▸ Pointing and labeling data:
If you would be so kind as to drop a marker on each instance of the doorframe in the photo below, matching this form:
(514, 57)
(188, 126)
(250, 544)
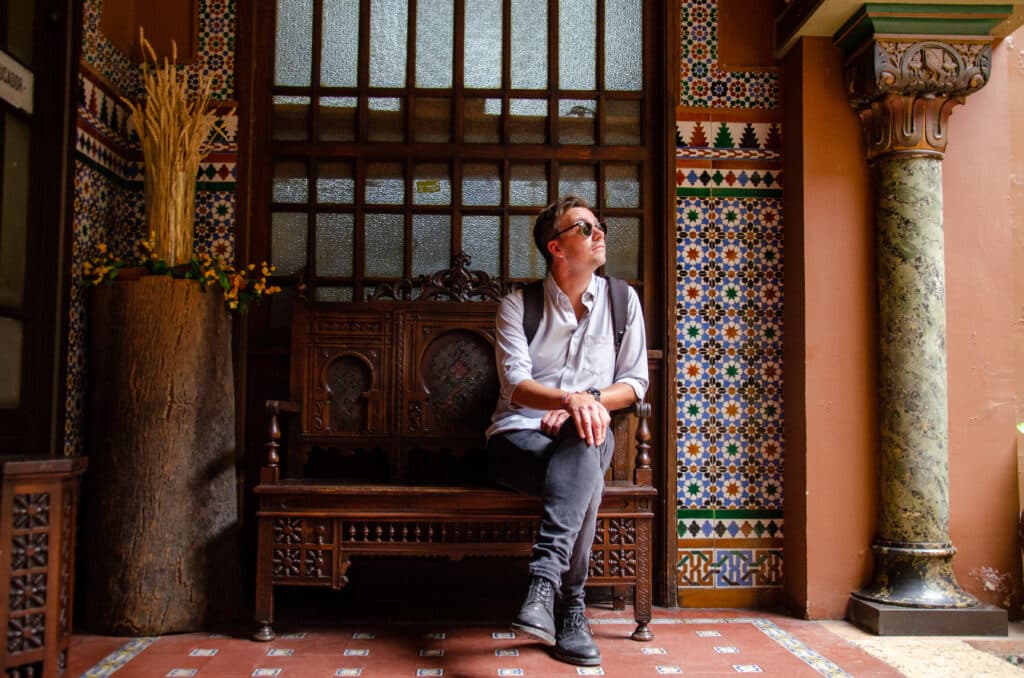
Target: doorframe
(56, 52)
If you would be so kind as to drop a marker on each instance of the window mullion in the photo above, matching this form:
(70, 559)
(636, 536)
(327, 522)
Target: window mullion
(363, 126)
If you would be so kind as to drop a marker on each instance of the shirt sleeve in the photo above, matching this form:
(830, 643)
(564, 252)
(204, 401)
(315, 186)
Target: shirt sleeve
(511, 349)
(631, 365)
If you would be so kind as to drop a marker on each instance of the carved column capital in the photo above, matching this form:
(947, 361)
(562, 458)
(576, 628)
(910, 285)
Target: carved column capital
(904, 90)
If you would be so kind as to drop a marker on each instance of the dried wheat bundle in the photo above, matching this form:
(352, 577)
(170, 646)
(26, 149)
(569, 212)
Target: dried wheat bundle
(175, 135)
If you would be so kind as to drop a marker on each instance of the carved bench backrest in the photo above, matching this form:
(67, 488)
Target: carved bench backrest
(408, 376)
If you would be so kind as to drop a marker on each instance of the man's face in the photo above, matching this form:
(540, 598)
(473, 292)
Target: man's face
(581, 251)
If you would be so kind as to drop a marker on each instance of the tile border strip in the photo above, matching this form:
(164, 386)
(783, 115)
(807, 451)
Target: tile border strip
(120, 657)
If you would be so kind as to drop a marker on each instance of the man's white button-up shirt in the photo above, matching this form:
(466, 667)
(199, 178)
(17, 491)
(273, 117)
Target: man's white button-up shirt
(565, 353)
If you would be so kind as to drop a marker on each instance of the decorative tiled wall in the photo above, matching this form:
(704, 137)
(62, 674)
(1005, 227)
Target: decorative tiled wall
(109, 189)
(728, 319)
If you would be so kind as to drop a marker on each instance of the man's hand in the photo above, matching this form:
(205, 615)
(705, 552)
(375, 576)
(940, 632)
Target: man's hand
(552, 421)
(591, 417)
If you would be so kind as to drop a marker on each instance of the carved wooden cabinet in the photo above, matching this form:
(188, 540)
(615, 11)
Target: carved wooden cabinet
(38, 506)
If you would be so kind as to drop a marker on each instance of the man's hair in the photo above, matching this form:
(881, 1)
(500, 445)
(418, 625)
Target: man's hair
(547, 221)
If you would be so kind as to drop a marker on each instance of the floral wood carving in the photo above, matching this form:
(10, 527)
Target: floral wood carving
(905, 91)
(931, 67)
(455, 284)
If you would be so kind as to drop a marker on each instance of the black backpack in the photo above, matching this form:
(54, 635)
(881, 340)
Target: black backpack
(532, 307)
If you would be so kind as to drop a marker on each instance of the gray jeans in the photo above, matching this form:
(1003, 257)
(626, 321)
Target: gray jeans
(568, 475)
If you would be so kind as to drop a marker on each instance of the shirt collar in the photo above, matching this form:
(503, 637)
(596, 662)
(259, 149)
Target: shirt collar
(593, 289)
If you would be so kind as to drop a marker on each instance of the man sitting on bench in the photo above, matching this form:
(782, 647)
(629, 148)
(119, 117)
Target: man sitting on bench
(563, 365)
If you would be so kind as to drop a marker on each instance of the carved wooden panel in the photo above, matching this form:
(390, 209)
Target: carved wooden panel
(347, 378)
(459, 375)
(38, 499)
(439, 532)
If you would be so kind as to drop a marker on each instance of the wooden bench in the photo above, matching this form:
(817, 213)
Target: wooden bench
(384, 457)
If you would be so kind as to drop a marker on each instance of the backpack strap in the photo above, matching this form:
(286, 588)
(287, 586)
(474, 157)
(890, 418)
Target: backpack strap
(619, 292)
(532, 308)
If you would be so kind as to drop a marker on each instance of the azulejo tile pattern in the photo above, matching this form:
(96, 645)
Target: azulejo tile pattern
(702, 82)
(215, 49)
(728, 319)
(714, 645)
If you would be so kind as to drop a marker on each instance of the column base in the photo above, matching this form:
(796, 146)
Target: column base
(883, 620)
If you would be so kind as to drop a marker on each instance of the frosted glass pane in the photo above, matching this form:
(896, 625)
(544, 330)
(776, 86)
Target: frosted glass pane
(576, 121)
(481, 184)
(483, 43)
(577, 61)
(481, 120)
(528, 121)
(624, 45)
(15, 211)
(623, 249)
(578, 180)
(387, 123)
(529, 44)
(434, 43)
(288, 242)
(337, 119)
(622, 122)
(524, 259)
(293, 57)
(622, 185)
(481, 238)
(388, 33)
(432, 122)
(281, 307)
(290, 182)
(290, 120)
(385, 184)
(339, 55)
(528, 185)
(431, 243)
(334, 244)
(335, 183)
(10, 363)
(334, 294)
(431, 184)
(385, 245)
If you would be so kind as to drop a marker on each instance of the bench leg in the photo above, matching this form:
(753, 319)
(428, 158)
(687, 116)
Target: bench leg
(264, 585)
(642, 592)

▸ SET TASK: Reproduce the part of the data above that opens with the line containing "of the column" and runs through the end of the data, both ends included, keeping every request line. Scale each answer coordinate by 2 and round to whole numbers, halves up, while leaving the numbers in the requests and their format samples unchanged.

▸ RESPONSE TO THE EXERCISE:
If you would be so kind as to drop a marker on each instance of the column base in the photo above, matching this form:
(796, 146)
Target: column base
(1766, 1240)
If you would be so kind as to drop a marker on each instance of the frosted glass pane in the photo above, matching this form:
(896, 625)
(544, 330)
(776, 86)
Target: frosted glass pane
(1152, 242)
(962, 368)
(966, 86)
(1154, 122)
(962, 240)
(1056, 242)
(1248, 90)
(30, 422)
(1246, 498)
(1156, 360)
(774, 246)
(1058, 88)
(868, 86)
(576, 484)
(674, 238)
(1244, 244)
(1048, 518)
(586, 114)
(1244, 370)
(962, 476)
(776, 66)
(864, 244)
(562, 614)
(580, 364)
(580, 240)
(770, 368)
(678, 110)
(1056, 370)
(862, 486)
(668, 488)
(670, 366)
(20, 726)
(668, 588)
(862, 368)
(770, 490)
If you would be so kind as to drop a marker on each instance of the bench leg in the photo above, matching this form:
(753, 319)
(428, 158)
(687, 116)
Target: bench leg
(528, 1170)
(1284, 1184)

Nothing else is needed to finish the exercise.